| TO DO |
Extract every line of the data below that contains the string "large", treating uppercase and lowercase letters as different.

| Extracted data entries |
╭──

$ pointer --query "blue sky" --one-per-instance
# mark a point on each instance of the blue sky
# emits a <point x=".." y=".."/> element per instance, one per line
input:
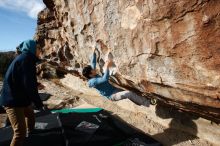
<point x="18" y="21"/>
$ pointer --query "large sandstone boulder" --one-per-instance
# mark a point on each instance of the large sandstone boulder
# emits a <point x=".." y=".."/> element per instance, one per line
<point x="167" y="50"/>
<point x="5" y="60"/>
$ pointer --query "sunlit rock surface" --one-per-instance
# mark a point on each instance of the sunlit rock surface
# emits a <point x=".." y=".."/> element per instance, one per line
<point x="168" y="50"/>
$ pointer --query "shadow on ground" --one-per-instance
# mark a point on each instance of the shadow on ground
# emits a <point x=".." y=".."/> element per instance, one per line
<point x="180" y="120"/>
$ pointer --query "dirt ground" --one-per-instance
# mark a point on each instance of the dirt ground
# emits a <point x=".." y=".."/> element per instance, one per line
<point x="58" y="96"/>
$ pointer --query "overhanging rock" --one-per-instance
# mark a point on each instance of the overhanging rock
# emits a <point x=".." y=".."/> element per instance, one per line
<point x="168" y="50"/>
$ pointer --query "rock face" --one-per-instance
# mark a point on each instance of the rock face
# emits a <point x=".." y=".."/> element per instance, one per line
<point x="5" y="59"/>
<point x="168" y="50"/>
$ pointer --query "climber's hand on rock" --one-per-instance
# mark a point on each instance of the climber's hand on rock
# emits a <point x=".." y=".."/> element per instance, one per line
<point x="93" y="49"/>
<point x="109" y="63"/>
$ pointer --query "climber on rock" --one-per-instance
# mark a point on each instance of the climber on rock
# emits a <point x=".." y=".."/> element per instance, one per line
<point x="101" y="83"/>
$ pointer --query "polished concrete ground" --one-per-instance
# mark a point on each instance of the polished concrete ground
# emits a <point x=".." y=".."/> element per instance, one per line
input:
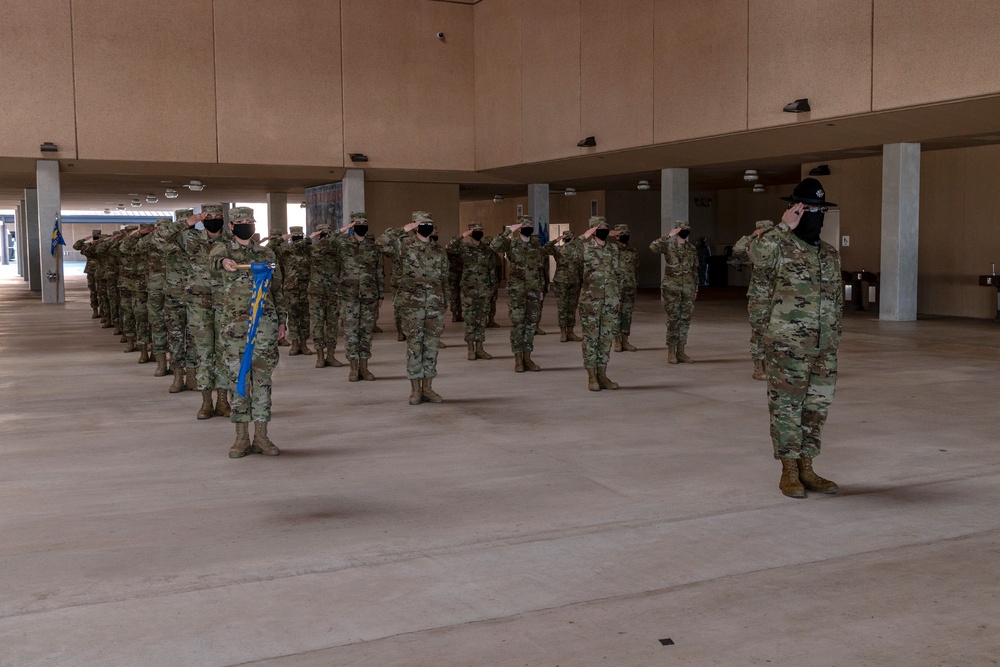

╰──

| OUTPUT OF THE EXERCISE |
$ pointer --query "large sandstone boulder" --one-per-instance
# mark a point on each instance of the large sandstone boulder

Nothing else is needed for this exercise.